_Task requirements:_
Please print the full listing exactly.

[Coordinate annotation entries]
+++++

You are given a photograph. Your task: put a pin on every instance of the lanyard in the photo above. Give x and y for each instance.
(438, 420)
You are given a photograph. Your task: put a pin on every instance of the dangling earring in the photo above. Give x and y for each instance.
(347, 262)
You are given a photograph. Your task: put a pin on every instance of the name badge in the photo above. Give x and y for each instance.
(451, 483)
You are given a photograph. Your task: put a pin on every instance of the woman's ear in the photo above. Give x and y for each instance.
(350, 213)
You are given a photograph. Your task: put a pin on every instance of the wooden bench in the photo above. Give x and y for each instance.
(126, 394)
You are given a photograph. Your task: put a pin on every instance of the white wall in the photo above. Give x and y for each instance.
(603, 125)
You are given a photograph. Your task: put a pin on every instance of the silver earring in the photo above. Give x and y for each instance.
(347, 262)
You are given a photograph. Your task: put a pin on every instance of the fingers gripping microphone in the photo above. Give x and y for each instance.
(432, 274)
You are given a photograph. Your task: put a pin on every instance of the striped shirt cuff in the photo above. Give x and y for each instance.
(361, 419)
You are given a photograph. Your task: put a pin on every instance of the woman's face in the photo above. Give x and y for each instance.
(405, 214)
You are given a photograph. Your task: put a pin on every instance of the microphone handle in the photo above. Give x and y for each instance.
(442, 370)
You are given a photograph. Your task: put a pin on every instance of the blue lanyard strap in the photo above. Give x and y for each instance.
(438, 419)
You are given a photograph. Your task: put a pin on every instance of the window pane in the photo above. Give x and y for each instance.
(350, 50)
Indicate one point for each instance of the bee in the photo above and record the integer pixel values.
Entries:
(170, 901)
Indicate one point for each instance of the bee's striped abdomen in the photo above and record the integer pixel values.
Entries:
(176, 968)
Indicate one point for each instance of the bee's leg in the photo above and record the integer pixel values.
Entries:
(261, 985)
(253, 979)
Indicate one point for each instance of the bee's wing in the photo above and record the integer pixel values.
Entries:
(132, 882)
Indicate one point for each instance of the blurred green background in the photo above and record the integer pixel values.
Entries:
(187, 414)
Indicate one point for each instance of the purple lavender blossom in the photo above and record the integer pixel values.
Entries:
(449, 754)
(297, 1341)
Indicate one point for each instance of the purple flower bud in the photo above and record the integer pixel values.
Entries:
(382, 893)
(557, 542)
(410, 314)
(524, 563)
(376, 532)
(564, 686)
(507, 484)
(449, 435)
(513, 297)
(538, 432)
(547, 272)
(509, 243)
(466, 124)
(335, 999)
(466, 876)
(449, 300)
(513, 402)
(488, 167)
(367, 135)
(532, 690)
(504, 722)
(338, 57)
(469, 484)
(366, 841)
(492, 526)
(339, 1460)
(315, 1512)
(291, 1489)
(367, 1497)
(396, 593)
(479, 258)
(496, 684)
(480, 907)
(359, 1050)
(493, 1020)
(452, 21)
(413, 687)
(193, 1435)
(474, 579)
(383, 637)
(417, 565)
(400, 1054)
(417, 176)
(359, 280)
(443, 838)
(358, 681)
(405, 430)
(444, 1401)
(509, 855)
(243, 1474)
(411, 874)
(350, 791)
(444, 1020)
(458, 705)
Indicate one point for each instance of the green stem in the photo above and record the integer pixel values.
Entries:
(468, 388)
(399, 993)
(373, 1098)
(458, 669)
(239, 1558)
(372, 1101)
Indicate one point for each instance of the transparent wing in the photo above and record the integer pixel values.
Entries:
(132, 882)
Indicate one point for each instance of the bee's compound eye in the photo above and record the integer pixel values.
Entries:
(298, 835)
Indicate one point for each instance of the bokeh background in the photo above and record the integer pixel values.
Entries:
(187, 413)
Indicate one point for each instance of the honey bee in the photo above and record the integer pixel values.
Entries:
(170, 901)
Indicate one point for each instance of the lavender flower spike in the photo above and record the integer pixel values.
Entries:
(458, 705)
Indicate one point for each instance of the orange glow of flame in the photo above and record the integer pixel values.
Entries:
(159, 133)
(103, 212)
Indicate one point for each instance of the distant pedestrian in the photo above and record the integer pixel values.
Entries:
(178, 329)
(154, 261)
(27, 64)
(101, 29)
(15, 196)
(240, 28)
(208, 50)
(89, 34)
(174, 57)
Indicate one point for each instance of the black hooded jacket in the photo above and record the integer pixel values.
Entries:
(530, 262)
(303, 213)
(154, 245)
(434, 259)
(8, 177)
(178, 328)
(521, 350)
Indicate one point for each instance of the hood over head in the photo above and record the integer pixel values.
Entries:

+++++

_Answer for this exercise:_
You are given a photograph. Your task: put a pin on every instance of the lanyard in the photo above. Give x and y for each instance.
(438, 420)
You are given a photograph. Your task: put a pin on every instance of the dangling earring in the photo above. Give x and y for each instance.
(347, 262)
You are given a photograph. Your task: put a pin on every instance of the name badge in the photo above. Give x and y for each instance.
(451, 483)
You are given a photograph. Your task: put a pin on every instance of the woman's ear in the photo above. Give x and y for each instance.
(350, 213)
You are given a photograph. Your task: put a pin on every instance of the wooden bench in the photo above. Give x and y for each instance.
(126, 394)
You are given a photograph. Your task: put a pin on every instance of the white wall in the photo above. Give x and y for each instance.
(603, 125)
You are given a photograph. Your task: put a pin on every instance of the silver earring in the photo above. Give x and y for each instance.
(347, 262)
You are given a photograph. Your task: put a pin on every instance of the fingers gripping microphone in the photo above. Give x and y for each instance.
(432, 274)
You are given a photograph. Your task: put a pin on every instance of the striped shirt cuff in the photo above. Give x and y for each instance.
(361, 419)
You are given a photograph. Your task: put a pin on every instance of the woman's face in the photo above. Give x and y for each instance.
(405, 214)
You are given a photograph. Your task: put a pin on every instance of the microphone handle in the photo above. Give x and y for each instance.
(442, 370)
You are given a photograph. Your task: put a pin on every instance of the blue lanyard strap in the photo above. Give x and y for each instance.
(438, 419)
You are given a photograph. Your task: put a pin on every instance of the window pane in the photo above. Give x and y for each instance.
(350, 50)
Indicate one point for each instance of the bee in the photo above and record the integer pixel values.
Entries:
(170, 901)
Indicate one point for each instance of the bee's striped abdomen in the photo above and record the integer pixel values.
Entries:
(176, 968)
Indicate one point for each instance of the bee's leg in the photo above and record the integer pixel values.
Entries:
(261, 985)
(253, 979)
Indicate one point for each instance of the bee's wing in the photo above and record the integer pixel values.
Entries:
(132, 882)
Indicate one point for each instance of the blurred green background in the photo above and record the integer pixel values.
Entries:
(187, 414)
Indicate one point for each instance of the purple lavender blossom in the photo above and record the integer pixel values.
Entries:
(449, 754)
(297, 1341)
Indicate one point for each instance of the purple flower bud in the photo above and record the integer pixel values.
Entries:
(382, 893)
(557, 542)
(410, 314)
(524, 563)
(376, 532)
(564, 686)
(507, 484)
(449, 435)
(513, 297)
(538, 432)
(547, 272)
(509, 243)
(466, 124)
(335, 999)
(466, 876)
(449, 300)
(513, 402)
(488, 167)
(367, 135)
(532, 690)
(504, 722)
(338, 57)
(469, 484)
(366, 841)
(492, 526)
(339, 1460)
(315, 1512)
(291, 1489)
(367, 1497)
(396, 593)
(479, 258)
(496, 684)
(480, 907)
(359, 1050)
(493, 1020)
(452, 21)
(413, 687)
(193, 1435)
(474, 579)
(383, 637)
(417, 565)
(400, 1054)
(417, 176)
(359, 280)
(443, 838)
(358, 681)
(405, 430)
(444, 1401)
(509, 855)
(243, 1474)
(411, 874)
(350, 791)
(444, 1020)
(458, 705)
Indicate one point for each instance of the green stem in the photo above and record the integer pixel values.
Entries:
(468, 388)
(399, 993)
(373, 1098)
(458, 669)
(239, 1558)
(372, 1101)
Indicate one point for each instance of the transparent wing in the photo above and record the integer pixel values.
Entries:
(132, 882)
Indicate one point for each instance of the bee's compound eye in the photo above and record the integer pixel values.
Entries:
(298, 835)
Indicate one point for each instance of the bokeh background in the photo above and record the integer pixel values.
Entries:
(187, 413)
Indicate one point for each instance of the honey bee in the photo above and record the integer pixel values.
Entries:
(170, 901)
Indicate one point for each instance of the lavender flower spike in the photo above and record the integer pixel values.
Entries:
(458, 705)
Indicate one point for each instance of the orange glow of flame in the photo above and record the integer pixel values.
Entries:
(159, 133)
(103, 212)
Indicate one point for each instance of the distant pedestrian in the photo above and record the integer pixel values.
Entries:
(178, 329)
(154, 261)
(27, 64)
(101, 29)
(15, 196)
(240, 28)
(208, 50)
(89, 34)
(174, 57)
Indicate one point for each instance of the black hooded jacket in the photo above and record the integer pixel values.
Entries:
(530, 262)
(303, 213)
(154, 245)
(434, 259)
(8, 177)
(178, 328)
(521, 350)
Indicate one point for each instance of the hood over head in the photo above and record the integer pixel values.
Entries:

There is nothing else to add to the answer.